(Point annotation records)
────

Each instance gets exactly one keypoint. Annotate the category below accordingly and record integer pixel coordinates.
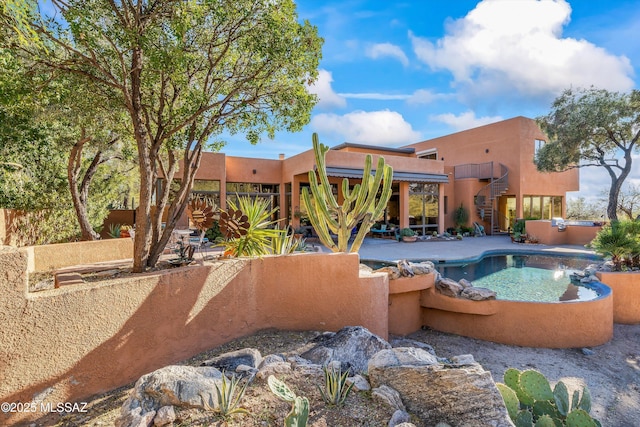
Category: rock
(478, 294)
(352, 345)
(360, 383)
(460, 396)
(463, 359)
(448, 287)
(165, 416)
(465, 283)
(398, 418)
(389, 397)
(393, 272)
(424, 267)
(405, 268)
(365, 269)
(230, 361)
(181, 386)
(401, 356)
(408, 342)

────

• [Instructions for the task] Locate each line of the records above containing the word "instance", and copy those lines in full.

• [Solution to the exercise]
Each instance gets exactly one keypoint. Annotate the category below accordingly and record integer pixel coordinates.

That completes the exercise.